» Direction
Return, word for word, everything in the records below from the line containing "locate the apartment" down to the end of the records.

» Collected data entries

* start *

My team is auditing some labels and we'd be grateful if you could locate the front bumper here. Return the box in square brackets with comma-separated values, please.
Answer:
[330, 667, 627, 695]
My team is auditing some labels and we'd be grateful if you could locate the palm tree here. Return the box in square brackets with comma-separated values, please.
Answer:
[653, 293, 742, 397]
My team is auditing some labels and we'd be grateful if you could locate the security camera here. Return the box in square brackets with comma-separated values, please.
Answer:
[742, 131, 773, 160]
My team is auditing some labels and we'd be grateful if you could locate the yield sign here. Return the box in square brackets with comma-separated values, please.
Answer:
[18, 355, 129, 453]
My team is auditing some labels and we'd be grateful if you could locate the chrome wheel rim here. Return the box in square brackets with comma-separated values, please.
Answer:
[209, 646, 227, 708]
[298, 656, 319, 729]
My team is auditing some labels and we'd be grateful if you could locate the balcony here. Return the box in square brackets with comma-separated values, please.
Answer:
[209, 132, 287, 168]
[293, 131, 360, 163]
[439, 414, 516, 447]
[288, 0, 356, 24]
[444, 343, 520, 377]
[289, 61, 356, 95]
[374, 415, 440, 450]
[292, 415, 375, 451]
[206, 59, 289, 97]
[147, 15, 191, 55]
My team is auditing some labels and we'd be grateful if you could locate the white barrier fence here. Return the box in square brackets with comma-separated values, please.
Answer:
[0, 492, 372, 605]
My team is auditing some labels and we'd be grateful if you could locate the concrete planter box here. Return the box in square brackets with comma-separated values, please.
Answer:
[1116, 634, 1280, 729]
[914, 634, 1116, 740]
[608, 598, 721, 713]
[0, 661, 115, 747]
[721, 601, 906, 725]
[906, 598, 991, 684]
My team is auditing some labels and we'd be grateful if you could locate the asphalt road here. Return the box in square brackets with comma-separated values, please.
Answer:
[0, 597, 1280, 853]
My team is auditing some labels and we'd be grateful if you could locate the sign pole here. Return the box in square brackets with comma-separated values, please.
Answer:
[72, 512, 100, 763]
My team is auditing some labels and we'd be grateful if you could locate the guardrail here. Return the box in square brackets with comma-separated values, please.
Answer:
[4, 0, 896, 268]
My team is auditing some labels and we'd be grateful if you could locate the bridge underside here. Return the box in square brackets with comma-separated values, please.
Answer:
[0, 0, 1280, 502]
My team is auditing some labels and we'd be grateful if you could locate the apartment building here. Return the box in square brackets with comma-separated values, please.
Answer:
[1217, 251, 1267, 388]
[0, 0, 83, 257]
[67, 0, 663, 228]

* end *

» Answer to the exercise
My team is auditing some labels and we'd be grateful if you could locate the apartment building here. Return the box in square brackets with comma-separated values, please.
Answer:
[1217, 251, 1267, 388]
[0, 0, 83, 257]
[67, 0, 663, 228]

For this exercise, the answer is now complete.